REQUIRED WORK
Report each line in the material below that contains the string "tower".

DATASET RECORDS
══════════

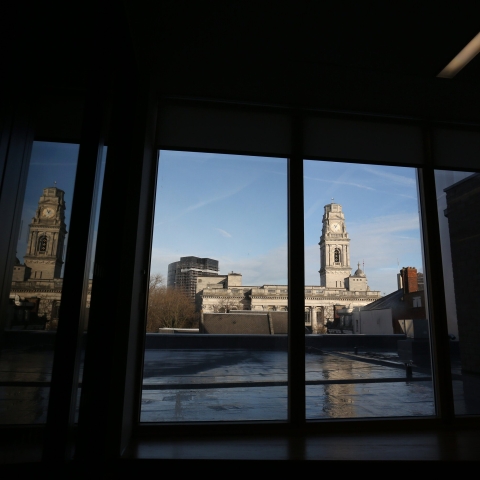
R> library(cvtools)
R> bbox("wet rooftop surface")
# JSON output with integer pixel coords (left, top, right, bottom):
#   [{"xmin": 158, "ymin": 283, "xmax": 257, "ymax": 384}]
[{"xmin": 0, "ymin": 348, "xmax": 480, "ymax": 424}]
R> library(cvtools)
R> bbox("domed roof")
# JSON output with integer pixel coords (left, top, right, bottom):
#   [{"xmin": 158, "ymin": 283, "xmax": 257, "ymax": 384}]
[{"xmin": 354, "ymin": 262, "xmax": 366, "ymax": 277}]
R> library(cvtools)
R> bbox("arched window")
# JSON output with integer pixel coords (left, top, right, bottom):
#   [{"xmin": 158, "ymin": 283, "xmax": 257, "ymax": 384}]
[{"xmin": 38, "ymin": 235, "xmax": 48, "ymax": 253}]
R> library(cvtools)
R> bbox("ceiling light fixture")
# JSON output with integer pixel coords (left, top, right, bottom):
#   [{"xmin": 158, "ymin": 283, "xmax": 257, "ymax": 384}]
[{"xmin": 437, "ymin": 33, "xmax": 480, "ymax": 78}]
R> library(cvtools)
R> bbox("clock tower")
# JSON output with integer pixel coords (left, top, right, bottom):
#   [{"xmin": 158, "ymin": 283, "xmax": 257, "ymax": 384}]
[
  {"xmin": 319, "ymin": 203, "xmax": 352, "ymax": 288},
  {"xmin": 24, "ymin": 187, "xmax": 67, "ymax": 280}
]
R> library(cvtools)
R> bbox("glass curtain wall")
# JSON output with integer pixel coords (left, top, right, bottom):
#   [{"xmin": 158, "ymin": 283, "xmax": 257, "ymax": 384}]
[
  {"xmin": 0, "ymin": 141, "xmax": 79, "ymax": 424},
  {"xmin": 435, "ymin": 170, "xmax": 480, "ymax": 415},
  {"xmin": 141, "ymin": 150, "xmax": 288, "ymax": 422},
  {"xmin": 0, "ymin": 141, "xmax": 106, "ymax": 424},
  {"xmin": 304, "ymin": 160, "xmax": 435, "ymax": 420}
]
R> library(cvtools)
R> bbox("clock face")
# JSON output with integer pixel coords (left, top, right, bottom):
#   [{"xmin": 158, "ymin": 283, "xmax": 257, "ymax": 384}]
[{"xmin": 42, "ymin": 207, "xmax": 55, "ymax": 218}]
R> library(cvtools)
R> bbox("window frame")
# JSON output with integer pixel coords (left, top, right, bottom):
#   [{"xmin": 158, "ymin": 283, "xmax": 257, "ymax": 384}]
[{"xmin": 2, "ymin": 89, "xmax": 480, "ymax": 459}]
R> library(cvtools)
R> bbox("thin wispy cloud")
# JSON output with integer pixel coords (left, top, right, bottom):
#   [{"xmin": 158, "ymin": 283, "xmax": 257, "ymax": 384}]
[
  {"xmin": 363, "ymin": 166, "xmax": 416, "ymax": 187},
  {"xmin": 30, "ymin": 162, "xmax": 77, "ymax": 167},
  {"xmin": 182, "ymin": 181, "xmax": 252, "ymax": 214},
  {"xmin": 304, "ymin": 175, "xmax": 375, "ymax": 191},
  {"xmin": 215, "ymin": 228, "xmax": 231, "ymax": 238}
]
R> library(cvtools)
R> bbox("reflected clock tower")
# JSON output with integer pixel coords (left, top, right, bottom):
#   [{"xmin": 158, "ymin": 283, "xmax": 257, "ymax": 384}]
[
  {"xmin": 319, "ymin": 203, "xmax": 352, "ymax": 288},
  {"xmin": 24, "ymin": 187, "xmax": 67, "ymax": 280}
]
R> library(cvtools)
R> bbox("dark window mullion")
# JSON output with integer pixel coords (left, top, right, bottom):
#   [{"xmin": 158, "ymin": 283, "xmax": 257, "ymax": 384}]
[
  {"xmin": 288, "ymin": 111, "xmax": 305, "ymax": 427},
  {"xmin": 417, "ymin": 129, "xmax": 454, "ymax": 423}
]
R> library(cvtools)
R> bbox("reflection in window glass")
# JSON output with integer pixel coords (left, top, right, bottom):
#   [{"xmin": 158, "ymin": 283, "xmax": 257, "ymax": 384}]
[
  {"xmin": 304, "ymin": 161, "xmax": 435, "ymax": 420},
  {"xmin": 141, "ymin": 151, "xmax": 288, "ymax": 422},
  {"xmin": 435, "ymin": 171, "xmax": 480, "ymax": 415},
  {"xmin": 0, "ymin": 141, "xmax": 79, "ymax": 424},
  {"xmin": 0, "ymin": 141, "xmax": 106, "ymax": 424}
]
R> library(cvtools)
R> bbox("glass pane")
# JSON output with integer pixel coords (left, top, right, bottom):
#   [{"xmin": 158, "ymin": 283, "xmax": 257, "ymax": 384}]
[
  {"xmin": 304, "ymin": 161, "xmax": 435, "ymax": 420},
  {"xmin": 435, "ymin": 170, "xmax": 480, "ymax": 415},
  {"xmin": 0, "ymin": 141, "xmax": 79, "ymax": 424},
  {"xmin": 0, "ymin": 141, "xmax": 106, "ymax": 424},
  {"xmin": 141, "ymin": 151, "xmax": 288, "ymax": 422}
]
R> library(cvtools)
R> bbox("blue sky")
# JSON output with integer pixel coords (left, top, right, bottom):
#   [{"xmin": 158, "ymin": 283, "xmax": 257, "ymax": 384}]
[
  {"xmin": 151, "ymin": 151, "xmax": 423, "ymax": 293},
  {"xmin": 17, "ymin": 142, "xmax": 423, "ymax": 293}
]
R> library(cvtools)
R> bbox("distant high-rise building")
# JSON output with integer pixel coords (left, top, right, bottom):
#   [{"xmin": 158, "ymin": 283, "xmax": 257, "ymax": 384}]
[{"xmin": 167, "ymin": 257, "xmax": 218, "ymax": 299}]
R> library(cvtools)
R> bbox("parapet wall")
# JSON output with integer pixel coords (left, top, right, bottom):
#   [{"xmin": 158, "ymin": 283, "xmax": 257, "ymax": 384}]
[{"xmin": 199, "ymin": 311, "xmax": 288, "ymax": 335}]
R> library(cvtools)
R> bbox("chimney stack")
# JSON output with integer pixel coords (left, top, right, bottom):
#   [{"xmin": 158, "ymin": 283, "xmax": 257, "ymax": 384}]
[{"xmin": 400, "ymin": 267, "xmax": 418, "ymax": 293}]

══════════

THE ANSWER
R> bbox("clock tower")
R> bbox("reflected clock tower")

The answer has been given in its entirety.